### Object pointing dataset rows
::::::
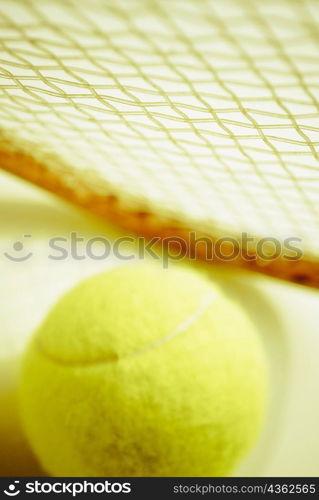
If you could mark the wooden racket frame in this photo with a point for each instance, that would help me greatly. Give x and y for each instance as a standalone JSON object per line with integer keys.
{"x": 303, "y": 270}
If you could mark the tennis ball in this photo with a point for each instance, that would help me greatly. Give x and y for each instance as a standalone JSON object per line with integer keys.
{"x": 141, "y": 371}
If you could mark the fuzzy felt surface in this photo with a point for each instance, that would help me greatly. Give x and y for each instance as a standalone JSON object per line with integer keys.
{"x": 143, "y": 372}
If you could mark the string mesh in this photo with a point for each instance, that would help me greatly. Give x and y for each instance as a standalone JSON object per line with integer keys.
{"x": 205, "y": 111}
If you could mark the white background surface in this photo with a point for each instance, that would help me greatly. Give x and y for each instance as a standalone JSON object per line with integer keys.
{"x": 287, "y": 317}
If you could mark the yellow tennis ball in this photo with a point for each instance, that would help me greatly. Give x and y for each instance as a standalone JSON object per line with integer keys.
{"x": 141, "y": 371}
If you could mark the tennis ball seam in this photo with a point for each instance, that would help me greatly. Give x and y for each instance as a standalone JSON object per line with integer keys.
{"x": 204, "y": 305}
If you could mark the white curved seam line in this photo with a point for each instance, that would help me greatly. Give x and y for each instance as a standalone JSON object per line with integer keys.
{"x": 187, "y": 323}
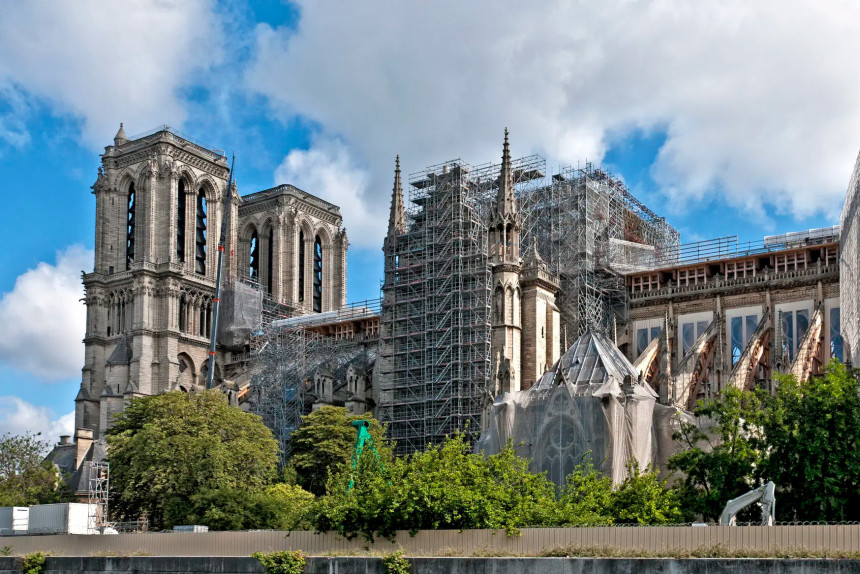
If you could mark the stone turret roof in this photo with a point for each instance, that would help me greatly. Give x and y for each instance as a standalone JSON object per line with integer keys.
{"x": 120, "y": 137}
{"x": 506, "y": 203}
{"x": 397, "y": 217}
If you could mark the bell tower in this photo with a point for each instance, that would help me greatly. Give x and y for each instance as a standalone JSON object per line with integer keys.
{"x": 159, "y": 206}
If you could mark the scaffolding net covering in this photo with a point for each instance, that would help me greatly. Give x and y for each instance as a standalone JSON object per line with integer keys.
{"x": 288, "y": 367}
{"x": 239, "y": 314}
{"x": 589, "y": 405}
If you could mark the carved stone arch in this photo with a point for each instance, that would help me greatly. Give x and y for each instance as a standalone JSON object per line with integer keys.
{"x": 499, "y": 303}
{"x": 187, "y": 373}
{"x": 247, "y": 229}
{"x": 517, "y": 305}
{"x": 302, "y": 224}
{"x": 124, "y": 178}
{"x": 267, "y": 225}
{"x": 186, "y": 173}
{"x": 324, "y": 235}
{"x": 210, "y": 188}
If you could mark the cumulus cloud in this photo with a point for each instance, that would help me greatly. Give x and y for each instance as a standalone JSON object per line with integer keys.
{"x": 44, "y": 320}
{"x": 107, "y": 62}
{"x": 328, "y": 171}
{"x": 757, "y": 100}
{"x": 17, "y": 416}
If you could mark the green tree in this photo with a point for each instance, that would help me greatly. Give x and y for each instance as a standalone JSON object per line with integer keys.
{"x": 718, "y": 461}
{"x": 812, "y": 437}
{"x": 25, "y": 477}
{"x": 167, "y": 448}
{"x": 585, "y": 498}
{"x": 276, "y": 507}
{"x": 446, "y": 486}
{"x": 644, "y": 499}
{"x": 324, "y": 443}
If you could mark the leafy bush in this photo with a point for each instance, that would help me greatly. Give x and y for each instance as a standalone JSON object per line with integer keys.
{"x": 26, "y": 478}
{"x": 644, "y": 499}
{"x": 445, "y": 486}
{"x": 804, "y": 437}
{"x": 324, "y": 443}
{"x": 586, "y": 497}
{"x": 167, "y": 449}
{"x": 286, "y": 562}
{"x": 34, "y": 563}
{"x": 396, "y": 563}
{"x": 275, "y": 507}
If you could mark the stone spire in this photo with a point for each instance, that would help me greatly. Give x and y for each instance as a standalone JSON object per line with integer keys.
{"x": 397, "y": 218}
{"x": 506, "y": 203}
{"x": 120, "y": 137}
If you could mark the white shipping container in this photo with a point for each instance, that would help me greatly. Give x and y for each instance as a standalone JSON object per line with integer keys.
{"x": 191, "y": 528}
{"x": 68, "y": 518}
{"x": 14, "y": 520}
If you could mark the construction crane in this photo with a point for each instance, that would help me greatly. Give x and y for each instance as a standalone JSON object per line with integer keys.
{"x": 362, "y": 439}
{"x": 764, "y": 493}
{"x": 216, "y": 309}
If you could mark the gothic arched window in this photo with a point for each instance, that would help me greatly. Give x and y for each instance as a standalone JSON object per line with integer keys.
{"x": 183, "y": 314}
{"x": 129, "y": 232}
{"x": 200, "y": 237}
{"x": 270, "y": 250}
{"x": 254, "y": 263}
{"x": 180, "y": 221}
{"x": 301, "y": 266}
{"x": 317, "y": 274}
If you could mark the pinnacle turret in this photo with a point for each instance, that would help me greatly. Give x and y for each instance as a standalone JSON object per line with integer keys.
{"x": 506, "y": 203}
{"x": 397, "y": 218}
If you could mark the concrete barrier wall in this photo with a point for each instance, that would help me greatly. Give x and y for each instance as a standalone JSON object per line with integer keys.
{"x": 360, "y": 565}
{"x": 532, "y": 541}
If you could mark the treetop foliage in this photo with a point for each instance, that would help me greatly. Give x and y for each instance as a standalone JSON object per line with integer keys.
{"x": 25, "y": 477}
{"x": 168, "y": 452}
{"x": 803, "y": 437}
{"x": 324, "y": 443}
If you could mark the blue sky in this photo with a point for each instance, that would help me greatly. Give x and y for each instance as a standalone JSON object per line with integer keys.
{"x": 726, "y": 118}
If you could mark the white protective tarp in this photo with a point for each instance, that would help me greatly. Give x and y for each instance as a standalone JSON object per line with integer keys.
{"x": 591, "y": 402}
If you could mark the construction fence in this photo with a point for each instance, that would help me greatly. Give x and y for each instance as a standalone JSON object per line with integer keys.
{"x": 530, "y": 542}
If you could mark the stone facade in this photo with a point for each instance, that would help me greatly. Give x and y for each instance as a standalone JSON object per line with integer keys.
{"x": 762, "y": 312}
{"x": 159, "y": 208}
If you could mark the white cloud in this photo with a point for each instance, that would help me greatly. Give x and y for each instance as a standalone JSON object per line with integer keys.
{"x": 106, "y": 61}
{"x": 758, "y": 100}
{"x": 44, "y": 320}
{"x": 17, "y": 416}
{"x": 328, "y": 171}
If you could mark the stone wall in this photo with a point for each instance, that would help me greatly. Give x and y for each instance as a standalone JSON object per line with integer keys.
{"x": 373, "y": 565}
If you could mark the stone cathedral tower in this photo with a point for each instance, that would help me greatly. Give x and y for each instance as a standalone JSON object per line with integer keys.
{"x": 159, "y": 204}
{"x": 159, "y": 208}
{"x": 504, "y": 244}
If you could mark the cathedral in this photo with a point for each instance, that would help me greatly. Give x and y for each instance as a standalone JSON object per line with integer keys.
{"x": 160, "y": 202}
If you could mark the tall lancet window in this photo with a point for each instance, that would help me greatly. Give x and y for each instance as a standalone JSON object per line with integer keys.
{"x": 254, "y": 263}
{"x": 317, "y": 274}
{"x": 129, "y": 231}
{"x": 180, "y": 221}
{"x": 200, "y": 237}
{"x": 270, "y": 250}
{"x": 301, "y": 266}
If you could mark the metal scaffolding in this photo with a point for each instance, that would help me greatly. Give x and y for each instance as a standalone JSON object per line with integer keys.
{"x": 435, "y": 329}
{"x": 435, "y": 344}
{"x": 591, "y": 231}
{"x": 285, "y": 363}
{"x": 98, "y": 495}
::::::
### Written exercise
Pictures are excluded; output everything else in the data verbatim.

### Output of the exercise
If you could mark the wooden racket frame in this photo with a point for each instance, that would help me greatly. Give x and y for each instance as a standalone JSON object per line with integer keys.
{"x": 303, "y": 270}
If you could mark the tennis ball in this photo with a point for each instance, that would help me greatly. Give x and y for each instance as a standalone JSON object per line with integer keys.
{"x": 141, "y": 371}
If you could mark the fuzzy felt surface in this photo with a point for each instance, that would help me greatly. Give x and y for each instance as a standalone JSON object per line with integer keys.
{"x": 143, "y": 372}
If you could mark the string mesh in this photo with a point for each instance, that would help me greatly. Give x and y for each instance as a standalone JSON object per line with integer keys.
{"x": 205, "y": 111}
If you could mark the white background surface in this photo with a point for each instance, that would help me greatly. Give x and y for each instance as a standalone JSON object per line with integer keys.
{"x": 287, "y": 317}
If you could mark the yellow tennis ball in this photo with a point for each instance, that would help me greatly. Give x and y for each instance as a standalone JSON object per line with integer keys.
{"x": 141, "y": 371}
If you could mark the tennis ball seam in this photo with a point for each instance, that would help me greatly. Give x and y for each instance as a standalone JSON object per line with integer keys.
{"x": 204, "y": 305}
If you could mark the white curved seam line in this photo with a point for each instance, that would help me greatly. Give x and y for each instance as a standalone JSON object per line with integer keys.
{"x": 187, "y": 323}
If you could mark the stone turret roof in this photo with a point for each instance, that would help me greatly. Give x and y for each instance as a standalone JSON object per line with integer keys.
{"x": 120, "y": 137}
{"x": 506, "y": 203}
{"x": 397, "y": 217}
If you could mark the bell tower in this photo with a point for each instance, that would help me greatly. Give x and y for each instance as a standalone JSON object per line with integer keys.
{"x": 159, "y": 206}
If you could mark the scaffolding net covering in this photo with a point for each instance, that would help me greatly. Give x and y for each instance as a standalone JSON object per line with integer keys.
{"x": 288, "y": 367}
{"x": 239, "y": 314}
{"x": 589, "y": 405}
If you could mark the carved stone arch in this photo with a point for each instance, that would help me greatly. Give x and y for each instance as a standalone JSON object per line with integer keys.
{"x": 499, "y": 303}
{"x": 187, "y": 373}
{"x": 247, "y": 229}
{"x": 517, "y": 305}
{"x": 302, "y": 224}
{"x": 124, "y": 178}
{"x": 267, "y": 225}
{"x": 186, "y": 173}
{"x": 324, "y": 235}
{"x": 210, "y": 188}
If you could mark the cumulus cloud in this photo with a point for each instance, that would help me greatly. Give x and y for each instance as a standalone JSON object per line with integer keys.
{"x": 44, "y": 320}
{"x": 107, "y": 62}
{"x": 328, "y": 171}
{"x": 757, "y": 100}
{"x": 17, "y": 416}
If you could mark the green tree in this photo with a point for each instance, that would help me greatly. Give x and y for each instance as a standalone JSON object per line with integer keys.
{"x": 718, "y": 461}
{"x": 812, "y": 437}
{"x": 25, "y": 477}
{"x": 167, "y": 448}
{"x": 585, "y": 498}
{"x": 276, "y": 507}
{"x": 446, "y": 486}
{"x": 644, "y": 499}
{"x": 324, "y": 443}
If you could mark the leafy bush in this photo with a point for each instance, that would help me greatly. Give x and y for each instance as a standalone JSON object per line with integer keys.
{"x": 26, "y": 478}
{"x": 644, "y": 499}
{"x": 445, "y": 486}
{"x": 804, "y": 437}
{"x": 324, "y": 443}
{"x": 586, "y": 497}
{"x": 167, "y": 449}
{"x": 286, "y": 562}
{"x": 34, "y": 563}
{"x": 396, "y": 563}
{"x": 275, "y": 507}
If you could mark the stone spire in this photo with a point for each instance, that would help me greatly. Give x and y for each instance as a standalone JSON object per line with integer keys.
{"x": 397, "y": 218}
{"x": 506, "y": 203}
{"x": 120, "y": 137}
If you could mark the white shipping container in this photo with a point for each instance, that would help me greatly. Give x and y for each instance as a standalone JSON object per line with integer keys.
{"x": 191, "y": 528}
{"x": 68, "y": 518}
{"x": 14, "y": 520}
If you could mark the construction crane in this photo with a point for each instance, that would help me greatly. Give x and y for each instance as a standalone JSON object per line with integer keys.
{"x": 362, "y": 439}
{"x": 764, "y": 493}
{"x": 216, "y": 309}
If you could mark the gothic arched window in this photo with a point for each instance, that would help me greatly. Give x and y for each instance as a standalone JSON object per line with integer keys.
{"x": 183, "y": 314}
{"x": 129, "y": 232}
{"x": 200, "y": 237}
{"x": 270, "y": 250}
{"x": 254, "y": 263}
{"x": 180, "y": 221}
{"x": 301, "y": 266}
{"x": 317, "y": 274}
If you could mark the pinnacle turret in this photo with a point for each instance, that would help me greatly. Give x and y for each instance as a standalone JSON object per line with integer keys.
{"x": 506, "y": 203}
{"x": 397, "y": 218}
If you could mark the concrete barrier wall in this photo with a point for each instance, that would help me greatly. Give x and y for each instance as a standalone JSON object per line with integer keys.
{"x": 360, "y": 565}
{"x": 532, "y": 541}
If you could mark the treetop foliage in this photo with a point for each instance, that would help me greatly. Give x and y for each instance as a standalone JSON object per line with integer keys.
{"x": 25, "y": 477}
{"x": 168, "y": 452}
{"x": 803, "y": 437}
{"x": 324, "y": 443}
If you could mark the blue sky in this photo with a point for each instance, that would help me greatly. Give x and y for each instance as a standalone JSON object per line with integer keys.
{"x": 726, "y": 118}
If you could mark the white protective tarp in this photo with a point for each instance, that would help me greatly. Give x and y for each instance as a standalone JSON object per line with integer keys.
{"x": 591, "y": 402}
If you could mark the construction fence in this photo with a point for each instance, that would help me greatly. Give x and y for each instance as a standalone JSON object per line with integer keys.
{"x": 530, "y": 542}
If you could mark the stone facade in this photo with a point for each instance, that would help me greatly. Give x and y for each instance as a standalone JSON object per line with integer keys.
{"x": 762, "y": 312}
{"x": 159, "y": 208}
If you could mark the white cloud in this photo with a point for each instance, that would help me greatly. Give x and y for each instance as a standalone JSON object per line with integer keys.
{"x": 106, "y": 61}
{"x": 758, "y": 100}
{"x": 44, "y": 320}
{"x": 17, "y": 416}
{"x": 328, "y": 171}
If you could mark the stone wall in this photo with a point for each instance, that would help me greatly. Give x and y for each instance as a standalone JSON object per line with integer keys.
{"x": 373, "y": 565}
If you could mark the stone cathedral tower in this photo with a point for each instance, that would help me greatly. Give x and y for each instance as a standalone JSON object per line with integer keys.
{"x": 159, "y": 204}
{"x": 159, "y": 208}
{"x": 504, "y": 244}
If you could mark the cathedral in this photo with a point for each instance, that would help me greatly. Give x and y for each instance as a standalone JSON object per line with integer keys.
{"x": 160, "y": 202}
If you could mark the tall lancet window in this photo with a point for each instance, that would help me greatly. Give x and y for each instance as a standalone JSON object per line with integer keys.
{"x": 254, "y": 263}
{"x": 317, "y": 274}
{"x": 129, "y": 231}
{"x": 180, "y": 221}
{"x": 200, "y": 237}
{"x": 270, "y": 250}
{"x": 301, "y": 266}
If you could mark the metal scaffolding in this photo with a point for each instance, that would help me greatly. Give x and y for each instance as a standalone JSON object per line with integer keys.
{"x": 435, "y": 329}
{"x": 435, "y": 344}
{"x": 591, "y": 231}
{"x": 285, "y": 363}
{"x": 98, "y": 495}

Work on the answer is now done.